» **Exercise details**
Lines before the one containing "I'm trying to find the arched" are left out; that line and all after it, through the end of the records, must be transcribed exactly.

====== Data

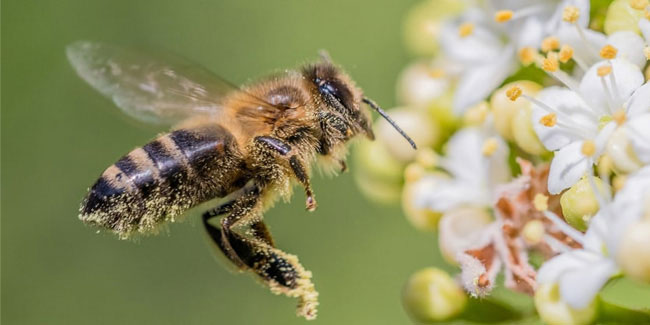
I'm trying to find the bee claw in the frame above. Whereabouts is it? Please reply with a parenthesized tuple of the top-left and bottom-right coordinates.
(339, 160, 347, 173)
(306, 196, 317, 212)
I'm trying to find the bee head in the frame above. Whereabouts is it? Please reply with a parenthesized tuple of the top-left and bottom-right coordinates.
(303, 54, 417, 150)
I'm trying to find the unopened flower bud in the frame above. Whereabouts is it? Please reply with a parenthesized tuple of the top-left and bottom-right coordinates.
(512, 105, 548, 155)
(403, 267, 467, 322)
(403, 0, 465, 56)
(491, 81, 542, 140)
(604, 0, 646, 35)
(560, 177, 606, 231)
(606, 127, 643, 173)
(376, 108, 439, 162)
(534, 283, 598, 325)
(402, 179, 444, 231)
(618, 219, 650, 283)
(353, 140, 404, 203)
(396, 61, 449, 107)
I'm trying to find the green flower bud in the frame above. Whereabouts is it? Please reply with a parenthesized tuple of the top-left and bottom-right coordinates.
(396, 60, 449, 107)
(604, 0, 646, 35)
(618, 219, 650, 283)
(353, 171, 402, 204)
(490, 81, 542, 141)
(403, 0, 466, 56)
(606, 127, 643, 174)
(512, 105, 548, 156)
(376, 108, 439, 162)
(403, 267, 468, 322)
(402, 172, 444, 232)
(534, 283, 598, 325)
(560, 177, 606, 231)
(353, 140, 404, 203)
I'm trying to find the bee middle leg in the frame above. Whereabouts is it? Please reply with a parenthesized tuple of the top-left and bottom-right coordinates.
(255, 136, 317, 211)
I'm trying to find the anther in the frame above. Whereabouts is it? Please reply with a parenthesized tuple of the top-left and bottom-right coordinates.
(597, 64, 612, 77)
(613, 109, 626, 125)
(629, 0, 649, 10)
(481, 138, 499, 156)
(542, 52, 559, 72)
(563, 6, 580, 23)
(581, 140, 596, 157)
(458, 22, 474, 37)
(559, 45, 574, 63)
(428, 68, 445, 79)
(506, 86, 522, 101)
(540, 113, 557, 127)
(533, 193, 549, 211)
(600, 44, 618, 59)
(518, 47, 535, 65)
(523, 220, 545, 245)
(494, 10, 514, 23)
(541, 36, 560, 52)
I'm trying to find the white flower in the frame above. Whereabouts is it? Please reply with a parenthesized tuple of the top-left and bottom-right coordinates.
(530, 58, 649, 194)
(413, 126, 510, 212)
(440, 0, 590, 113)
(537, 166, 650, 309)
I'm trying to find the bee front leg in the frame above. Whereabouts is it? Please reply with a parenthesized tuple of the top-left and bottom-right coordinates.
(255, 136, 317, 211)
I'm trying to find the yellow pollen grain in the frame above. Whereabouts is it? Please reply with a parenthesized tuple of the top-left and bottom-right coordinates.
(541, 36, 560, 52)
(481, 138, 499, 156)
(581, 140, 596, 157)
(523, 220, 545, 245)
(563, 6, 580, 23)
(613, 109, 627, 125)
(518, 47, 536, 65)
(542, 52, 559, 72)
(629, 0, 649, 10)
(644, 46, 650, 60)
(506, 86, 522, 101)
(428, 68, 445, 79)
(600, 44, 618, 59)
(597, 64, 612, 77)
(533, 193, 549, 211)
(458, 22, 474, 37)
(495, 10, 514, 23)
(559, 45, 574, 63)
(540, 113, 557, 127)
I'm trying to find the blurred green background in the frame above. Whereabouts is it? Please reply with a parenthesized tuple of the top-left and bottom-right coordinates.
(1, 0, 444, 324)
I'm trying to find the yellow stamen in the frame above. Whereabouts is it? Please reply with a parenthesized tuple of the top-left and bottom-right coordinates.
(581, 140, 596, 157)
(533, 193, 549, 211)
(629, 0, 649, 10)
(563, 6, 580, 23)
(540, 113, 557, 127)
(428, 68, 445, 79)
(600, 44, 618, 59)
(495, 10, 514, 23)
(523, 220, 545, 245)
(518, 47, 536, 65)
(463, 101, 489, 126)
(613, 109, 627, 125)
(542, 52, 559, 72)
(481, 138, 499, 156)
(558, 45, 574, 63)
(613, 175, 627, 192)
(541, 36, 560, 52)
(644, 46, 650, 60)
(415, 148, 438, 168)
(597, 64, 612, 77)
(506, 86, 522, 101)
(458, 22, 474, 37)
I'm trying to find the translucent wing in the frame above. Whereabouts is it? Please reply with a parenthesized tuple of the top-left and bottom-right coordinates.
(67, 41, 253, 124)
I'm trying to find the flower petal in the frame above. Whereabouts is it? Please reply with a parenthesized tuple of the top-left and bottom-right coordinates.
(579, 59, 644, 115)
(547, 141, 590, 194)
(639, 18, 650, 44)
(414, 176, 488, 212)
(537, 249, 599, 284)
(626, 82, 650, 117)
(453, 47, 516, 113)
(607, 31, 646, 68)
(557, 26, 607, 67)
(531, 87, 597, 151)
(626, 113, 650, 164)
(559, 258, 617, 309)
(440, 15, 503, 64)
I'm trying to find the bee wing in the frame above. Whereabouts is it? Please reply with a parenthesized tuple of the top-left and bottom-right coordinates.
(67, 41, 268, 125)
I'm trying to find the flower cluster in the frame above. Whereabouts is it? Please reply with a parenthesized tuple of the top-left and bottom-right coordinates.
(355, 1, 650, 324)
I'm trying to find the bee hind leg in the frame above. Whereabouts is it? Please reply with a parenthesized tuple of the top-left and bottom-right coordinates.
(201, 189, 319, 319)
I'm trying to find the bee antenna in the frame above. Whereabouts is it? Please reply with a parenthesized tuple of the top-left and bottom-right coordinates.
(362, 97, 417, 150)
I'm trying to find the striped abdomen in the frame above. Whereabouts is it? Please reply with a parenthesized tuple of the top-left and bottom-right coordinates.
(80, 124, 250, 238)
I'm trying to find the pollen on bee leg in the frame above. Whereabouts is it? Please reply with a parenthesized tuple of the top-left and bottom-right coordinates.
(581, 140, 596, 157)
(558, 45, 574, 63)
(505, 86, 522, 101)
(629, 0, 649, 10)
(613, 109, 626, 125)
(458, 22, 475, 37)
(541, 36, 560, 53)
(597, 64, 612, 77)
(539, 113, 557, 127)
(494, 10, 514, 23)
(562, 5, 580, 23)
(600, 45, 618, 59)
(481, 138, 499, 156)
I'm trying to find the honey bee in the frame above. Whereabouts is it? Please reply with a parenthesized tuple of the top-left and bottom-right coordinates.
(68, 41, 416, 319)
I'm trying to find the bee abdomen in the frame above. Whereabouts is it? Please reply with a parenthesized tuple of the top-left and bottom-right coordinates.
(80, 125, 248, 238)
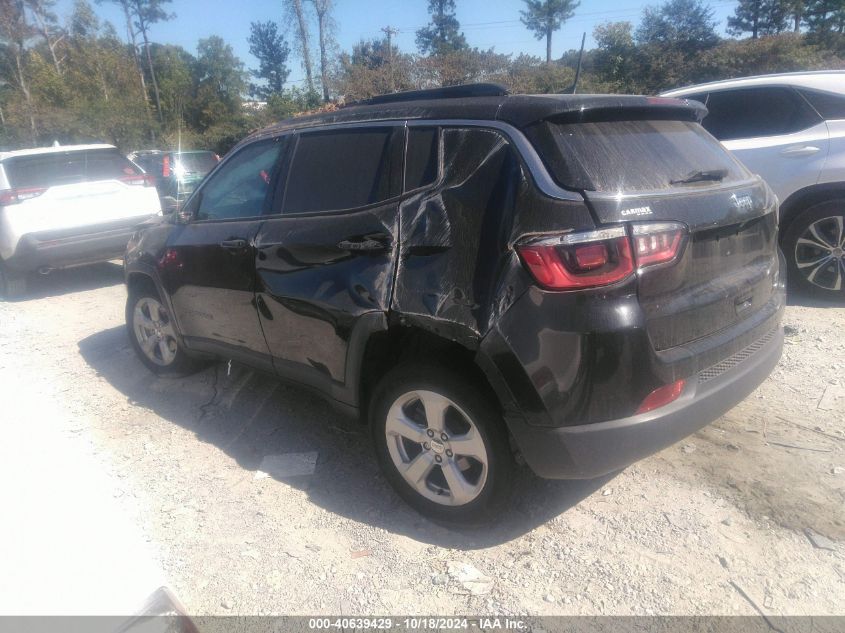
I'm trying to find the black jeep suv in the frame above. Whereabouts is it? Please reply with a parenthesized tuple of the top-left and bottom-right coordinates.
(124, 84, 785, 523)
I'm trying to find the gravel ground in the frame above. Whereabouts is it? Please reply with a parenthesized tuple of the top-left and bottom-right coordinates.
(1, 262, 843, 617)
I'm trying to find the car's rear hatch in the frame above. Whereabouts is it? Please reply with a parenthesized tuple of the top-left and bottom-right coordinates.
(523, 109, 779, 351)
(1, 148, 161, 234)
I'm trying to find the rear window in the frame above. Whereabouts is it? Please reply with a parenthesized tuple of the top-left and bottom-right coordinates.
(173, 152, 218, 176)
(3, 148, 141, 189)
(527, 119, 748, 193)
(131, 154, 162, 173)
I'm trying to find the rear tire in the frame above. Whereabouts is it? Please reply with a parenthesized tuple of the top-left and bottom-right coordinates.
(369, 363, 513, 525)
(782, 199, 845, 301)
(0, 262, 27, 300)
(126, 284, 205, 376)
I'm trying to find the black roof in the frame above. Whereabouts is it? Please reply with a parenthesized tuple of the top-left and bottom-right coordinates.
(248, 84, 706, 142)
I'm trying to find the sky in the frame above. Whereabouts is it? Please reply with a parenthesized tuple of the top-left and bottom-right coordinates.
(56, 0, 738, 86)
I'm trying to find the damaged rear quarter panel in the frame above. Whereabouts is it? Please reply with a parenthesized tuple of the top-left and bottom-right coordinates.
(392, 126, 595, 348)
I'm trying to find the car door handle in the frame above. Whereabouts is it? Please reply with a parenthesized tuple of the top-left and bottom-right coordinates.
(337, 235, 390, 252)
(220, 238, 248, 250)
(779, 145, 821, 157)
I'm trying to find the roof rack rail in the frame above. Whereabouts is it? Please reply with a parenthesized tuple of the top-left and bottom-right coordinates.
(365, 83, 509, 105)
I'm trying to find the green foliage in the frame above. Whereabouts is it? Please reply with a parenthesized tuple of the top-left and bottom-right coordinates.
(334, 38, 415, 101)
(592, 21, 642, 92)
(804, 0, 845, 50)
(499, 53, 575, 93)
(187, 35, 249, 151)
(520, 0, 580, 62)
(728, 0, 792, 38)
(637, 0, 720, 51)
(415, 48, 511, 87)
(151, 44, 194, 126)
(248, 21, 291, 99)
(416, 0, 468, 56)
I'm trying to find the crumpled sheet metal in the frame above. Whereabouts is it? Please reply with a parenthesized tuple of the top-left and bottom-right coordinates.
(392, 127, 594, 347)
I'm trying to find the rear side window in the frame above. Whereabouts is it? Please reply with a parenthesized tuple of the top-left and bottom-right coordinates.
(283, 127, 401, 214)
(3, 149, 141, 189)
(799, 89, 845, 120)
(405, 127, 439, 191)
(527, 119, 748, 193)
(702, 87, 821, 140)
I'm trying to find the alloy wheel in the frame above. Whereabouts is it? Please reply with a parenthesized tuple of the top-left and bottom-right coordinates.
(794, 214, 845, 291)
(384, 390, 488, 507)
(133, 297, 178, 366)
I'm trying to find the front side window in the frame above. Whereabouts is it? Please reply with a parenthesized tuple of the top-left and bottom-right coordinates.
(283, 127, 402, 214)
(194, 140, 282, 221)
(702, 87, 821, 141)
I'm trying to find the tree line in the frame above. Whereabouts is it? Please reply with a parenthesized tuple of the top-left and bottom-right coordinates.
(1, 0, 843, 154)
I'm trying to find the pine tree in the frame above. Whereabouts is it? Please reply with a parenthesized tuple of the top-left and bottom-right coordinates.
(520, 0, 580, 64)
(415, 0, 468, 56)
(247, 21, 290, 99)
(728, 0, 791, 38)
(804, 0, 845, 35)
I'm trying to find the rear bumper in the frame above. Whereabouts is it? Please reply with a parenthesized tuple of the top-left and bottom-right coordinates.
(4, 215, 156, 271)
(506, 325, 783, 479)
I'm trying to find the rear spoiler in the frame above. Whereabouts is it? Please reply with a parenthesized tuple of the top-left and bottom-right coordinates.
(498, 95, 708, 128)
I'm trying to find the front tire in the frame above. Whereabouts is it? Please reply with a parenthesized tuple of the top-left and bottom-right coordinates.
(782, 200, 845, 300)
(369, 363, 513, 525)
(126, 285, 204, 376)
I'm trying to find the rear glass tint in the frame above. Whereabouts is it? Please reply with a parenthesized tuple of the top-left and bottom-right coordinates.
(174, 152, 218, 176)
(702, 87, 820, 140)
(800, 89, 845, 120)
(3, 148, 141, 189)
(527, 119, 748, 193)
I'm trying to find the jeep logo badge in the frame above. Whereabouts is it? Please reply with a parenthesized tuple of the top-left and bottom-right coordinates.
(730, 194, 754, 212)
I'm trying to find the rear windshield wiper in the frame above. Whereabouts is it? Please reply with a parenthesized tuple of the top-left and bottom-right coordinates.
(670, 169, 728, 185)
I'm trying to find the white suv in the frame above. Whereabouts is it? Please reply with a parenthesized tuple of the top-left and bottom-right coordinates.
(664, 71, 845, 299)
(0, 144, 162, 298)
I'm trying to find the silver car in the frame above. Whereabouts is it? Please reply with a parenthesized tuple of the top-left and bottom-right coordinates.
(664, 71, 845, 299)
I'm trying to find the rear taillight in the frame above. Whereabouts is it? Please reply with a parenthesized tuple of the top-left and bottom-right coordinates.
(162, 155, 171, 178)
(636, 378, 686, 414)
(517, 227, 634, 290)
(631, 222, 685, 267)
(517, 222, 686, 291)
(0, 187, 47, 205)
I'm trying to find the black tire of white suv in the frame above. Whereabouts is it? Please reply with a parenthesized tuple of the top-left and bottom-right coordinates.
(369, 363, 513, 525)
(126, 285, 206, 376)
(0, 262, 27, 300)
(783, 199, 845, 300)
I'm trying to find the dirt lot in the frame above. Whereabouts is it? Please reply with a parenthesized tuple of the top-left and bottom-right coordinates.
(1, 262, 843, 617)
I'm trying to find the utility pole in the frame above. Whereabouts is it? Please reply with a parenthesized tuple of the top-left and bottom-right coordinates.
(381, 25, 399, 92)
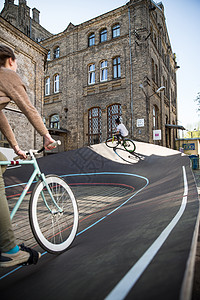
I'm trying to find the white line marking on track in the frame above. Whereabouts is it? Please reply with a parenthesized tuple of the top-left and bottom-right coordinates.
(105, 166, 188, 300)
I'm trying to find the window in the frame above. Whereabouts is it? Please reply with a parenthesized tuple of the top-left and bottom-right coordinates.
(100, 60, 108, 82)
(47, 50, 50, 60)
(107, 104, 122, 136)
(100, 28, 107, 43)
(50, 114, 60, 129)
(88, 33, 95, 47)
(53, 47, 60, 59)
(113, 57, 121, 79)
(88, 64, 95, 84)
(155, 64, 158, 85)
(88, 107, 102, 145)
(45, 77, 50, 96)
(152, 58, 155, 82)
(54, 74, 59, 93)
(153, 105, 159, 129)
(112, 24, 120, 38)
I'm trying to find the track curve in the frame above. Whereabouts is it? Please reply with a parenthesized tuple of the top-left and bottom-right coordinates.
(0, 141, 199, 300)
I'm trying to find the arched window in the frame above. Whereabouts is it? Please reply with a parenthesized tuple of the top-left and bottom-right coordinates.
(88, 33, 95, 47)
(100, 28, 107, 43)
(50, 114, 60, 129)
(100, 60, 108, 82)
(113, 57, 121, 79)
(112, 24, 120, 38)
(88, 107, 102, 145)
(54, 74, 59, 93)
(53, 46, 60, 59)
(88, 64, 95, 84)
(107, 104, 122, 136)
(45, 76, 50, 96)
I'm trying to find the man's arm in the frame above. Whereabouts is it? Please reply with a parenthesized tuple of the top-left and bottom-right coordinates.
(0, 110, 18, 149)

============

» **Output for this task**
I'm trying to find the arched window in the frame above. Whereabouts is it? Please reply with a parenthesized tuple of the top-left and bottom-right coordinates.
(88, 33, 95, 47)
(100, 28, 107, 43)
(50, 114, 60, 129)
(100, 60, 108, 82)
(113, 57, 121, 79)
(112, 24, 120, 38)
(88, 107, 102, 145)
(54, 74, 59, 93)
(53, 46, 60, 59)
(88, 64, 95, 84)
(107, 104, 122, 136)
(45, 76, 50, 96)
I'm trying to find the man's arm in the frame above. Whereabouts is it? Please reply with a parenthesized tuple of the top-left and bottom-right coordinates.
(0, 110, 18, 149)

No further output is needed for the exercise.